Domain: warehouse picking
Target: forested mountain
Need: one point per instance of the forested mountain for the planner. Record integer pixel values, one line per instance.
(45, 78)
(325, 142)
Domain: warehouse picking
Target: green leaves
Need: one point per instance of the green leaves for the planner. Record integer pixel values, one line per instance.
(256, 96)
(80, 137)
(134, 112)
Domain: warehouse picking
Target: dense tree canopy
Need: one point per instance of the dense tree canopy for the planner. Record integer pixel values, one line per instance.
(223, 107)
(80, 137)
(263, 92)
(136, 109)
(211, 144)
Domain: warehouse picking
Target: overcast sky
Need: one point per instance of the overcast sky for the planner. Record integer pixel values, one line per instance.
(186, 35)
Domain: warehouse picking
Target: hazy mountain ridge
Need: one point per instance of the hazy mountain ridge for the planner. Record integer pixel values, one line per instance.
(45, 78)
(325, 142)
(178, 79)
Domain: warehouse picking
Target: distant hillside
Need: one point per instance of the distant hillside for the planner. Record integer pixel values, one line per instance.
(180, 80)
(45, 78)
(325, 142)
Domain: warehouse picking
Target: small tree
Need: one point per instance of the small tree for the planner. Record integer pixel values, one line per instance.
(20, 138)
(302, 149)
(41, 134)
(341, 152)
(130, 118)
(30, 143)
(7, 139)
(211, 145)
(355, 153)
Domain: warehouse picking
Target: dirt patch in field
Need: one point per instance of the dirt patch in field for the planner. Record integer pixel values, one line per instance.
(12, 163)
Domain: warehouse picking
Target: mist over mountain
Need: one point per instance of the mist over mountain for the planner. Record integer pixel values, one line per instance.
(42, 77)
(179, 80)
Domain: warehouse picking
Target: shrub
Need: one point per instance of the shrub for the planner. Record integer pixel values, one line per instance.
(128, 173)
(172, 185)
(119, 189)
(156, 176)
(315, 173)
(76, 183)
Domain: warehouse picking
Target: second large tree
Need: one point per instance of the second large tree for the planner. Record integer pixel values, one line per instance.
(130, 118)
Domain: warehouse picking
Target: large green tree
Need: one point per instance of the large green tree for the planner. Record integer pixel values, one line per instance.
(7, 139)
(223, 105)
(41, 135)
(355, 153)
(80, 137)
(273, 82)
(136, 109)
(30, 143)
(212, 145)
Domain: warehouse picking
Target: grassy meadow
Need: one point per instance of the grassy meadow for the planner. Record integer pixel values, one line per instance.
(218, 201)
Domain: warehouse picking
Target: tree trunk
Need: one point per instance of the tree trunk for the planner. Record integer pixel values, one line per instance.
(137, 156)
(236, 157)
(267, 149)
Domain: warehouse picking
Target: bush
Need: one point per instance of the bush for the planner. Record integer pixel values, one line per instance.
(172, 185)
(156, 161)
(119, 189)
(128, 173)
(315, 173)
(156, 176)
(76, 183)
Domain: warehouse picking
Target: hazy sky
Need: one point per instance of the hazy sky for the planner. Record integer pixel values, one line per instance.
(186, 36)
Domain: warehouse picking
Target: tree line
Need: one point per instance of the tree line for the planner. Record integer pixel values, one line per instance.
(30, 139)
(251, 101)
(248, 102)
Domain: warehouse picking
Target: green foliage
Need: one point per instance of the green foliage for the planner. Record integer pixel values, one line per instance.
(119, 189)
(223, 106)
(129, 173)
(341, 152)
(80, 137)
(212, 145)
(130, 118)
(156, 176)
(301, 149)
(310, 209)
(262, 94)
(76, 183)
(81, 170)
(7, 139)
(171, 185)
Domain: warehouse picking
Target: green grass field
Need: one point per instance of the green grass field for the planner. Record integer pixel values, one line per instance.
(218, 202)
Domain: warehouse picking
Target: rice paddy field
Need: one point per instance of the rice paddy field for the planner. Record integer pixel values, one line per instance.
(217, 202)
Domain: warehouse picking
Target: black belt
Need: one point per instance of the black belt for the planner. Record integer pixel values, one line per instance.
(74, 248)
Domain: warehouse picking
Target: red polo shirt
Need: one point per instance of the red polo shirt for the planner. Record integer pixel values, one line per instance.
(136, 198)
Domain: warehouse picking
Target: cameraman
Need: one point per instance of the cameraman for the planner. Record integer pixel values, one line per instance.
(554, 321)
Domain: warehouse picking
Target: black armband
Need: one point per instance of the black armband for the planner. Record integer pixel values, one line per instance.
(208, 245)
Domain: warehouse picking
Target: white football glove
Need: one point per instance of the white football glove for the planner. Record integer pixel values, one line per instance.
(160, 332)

Problem to work on:
Your task is to quote the listing above word for word.

Full answer:
Domain: warehouse picking
Target: forested mountain
Need: one point per instance of the forested mountain for the planner. Record integer pixel values, one line per instance.
(45, 78)
(325, 142)
Domain: warehouse picking
Target: green leaves
Need: one point per instance of the green leaves for the planner. Record integer pixel values, one line per instance.
(256, 96)
(80, 137)
(134, 112)
Domain: warehouse picking
Target: dense tree canopy
Need: one point per instance of the dense tree canopy for the planner. Record integer pixel values, one line per instance.
(223, 107)
(80, 137)
(263, 92)
(136, 109)
(211, 144)
Domain: warehouse picking
Target: overcast sky
Need: one point per instance of the overcast sky for the planner. Record integer pixel values, one line per instance.
(186, 35)
Domain: warehouse picking
Target: hazy mountain ridge
Need: one point per instance of the hazy mountain ridge for the planner. Record integer pixel values, one line per instance.
(45, 78)
(325, 142)
(178, 79)
Domain: warehouse picking
Target: distant hillside
Need: one point per instance of the distant hillside for the planner. Record integer pixel values, one line per instance.
(180, 80)
(45, 78)
(325, 142)
Domain: warehouse picking
Target: small tree
Need: one point per instance of the small tree for the planner. Record integer pixel values, one line per instance.
(20, 138)
(302, 149)
(41, 134)
(341, 152)
(130, 118)
(30, 143)
(7, 139)
(211, 145)
(355, 153)
Domain: warehouse picking
Target: dirt patch in field
Need: one point per instance of the dirt patch in field for the planner. Record integer pixel values, one line per instance.
(12, 163)
Domain: warehouse picking
Target: mist over mountain
Need: one point per instance of the mist over mountain for the planner. Record integer pixel values, one line per instance.
(42, 77)
(179, 80)
Domain: warehouse picking
Target: shrub
Need: one point per instance of the shrub for the planner. Record integer pixel values, one line per instance.
(128, 173)
(172, 185)
(119, 189)
(156, 176)
(315, 173)
(76, 183)
Domain: warehouse picking
Target: second large tree
Need: one point per instance of the second large tree for the planner. Record integer pixel values, one line per instance.
(130, 118)
Domain: warehouse picking
Target: large green tree
Need: one point per instance of the large green tree for the planner. Record integer pixel values, one line per instance.
(7, 139)
(223, 105)
(41, 135)
(355, 153)
(80, 137)
(273, 82)
(136, 109)
(30, 143)
(212, 145)
Domain: warehouse picking
Target: grassy meadow
Need: one point per instance of the grassy meadow for the planner. Record integer pixel values, one line per instance.
(218, 201)
Domain: warehouse picking
Target: tree trunk
Need: one point per instance of the tree trunk for the planner. Record integer pixel values, one line per instance.
(137, 156)
(236, 157)
(267, 149)
Domain: warehouse picking
Target: bush
Need: one point per instance of the bush for the planner. Record integer pixel values, one line per instance.
(172, 185)
(156, 161)
(119, 189)
(128, 173)
(315, 173)
(156, 176)
(76, 183)
Domain: warehouse picking
Target: hazy sky
Need: one point per instance of the hazy sky for the planner. Record integer pixel values, one line per instance.
(186, 36)
Domain: warehouse picking
Target: tree line
Need: one point per instance of the tree line for the planner. Record integer pixel values, one line per instance.
(30, 139)
(251, 101)
(248, 102)
Domain: warehouse picking
Target: green foliage
Need: one point per instance of the green foliage for the planner. Record integer pixel values, one line per instance.
(119, 189)
(223, 106)
(129, 173)
(341, 152)
(80, 137)
(212, 145)
(130, 118)
(156, 176)
(301, 149)
(310, 209)
(262, 94)
(76, 183)
(81, 170)
(7, 139)
(171, 185)
Domain: warehouse picking
Target: green grass field
Need: one point per instance of the green grass field for the planner. Record integer pixel values, one line per instance.
(218, 202)
Domain: warehouse picking
Target: rice paddy field
Need: one point per instance of the rice paddy field for the planner. Record integer pixel values, one line per instance.
(217, 202)
Domain: warehouse picking
Target: black belt
Need: one point per instance of the black belt for the planner. Record integer pixel values, one line per instance.
(74, 248)
Domain: warehouse picking
Target: red polo shirt
Need: one point per instance of the red polo shirt for the planner. Record integer pixel values, one line per instance.
(136, 198)
Domain: warehouse picking
Target: cameraman
Need: one point per instance of the cameraman for the planner. Record integer pixel values, one line per instance.
(554, 321)
Domain: warehouse picking
Target: black armband
Need: one point per instance of the black armband for the planner. Record integer pixel values, one line per instance.
(208, 245)
Domain: warehouse picking
Target: white football glove
Need: one point per instance of the white football glove for the planner. Record integer pixel values, one line per instance.
(160, 332)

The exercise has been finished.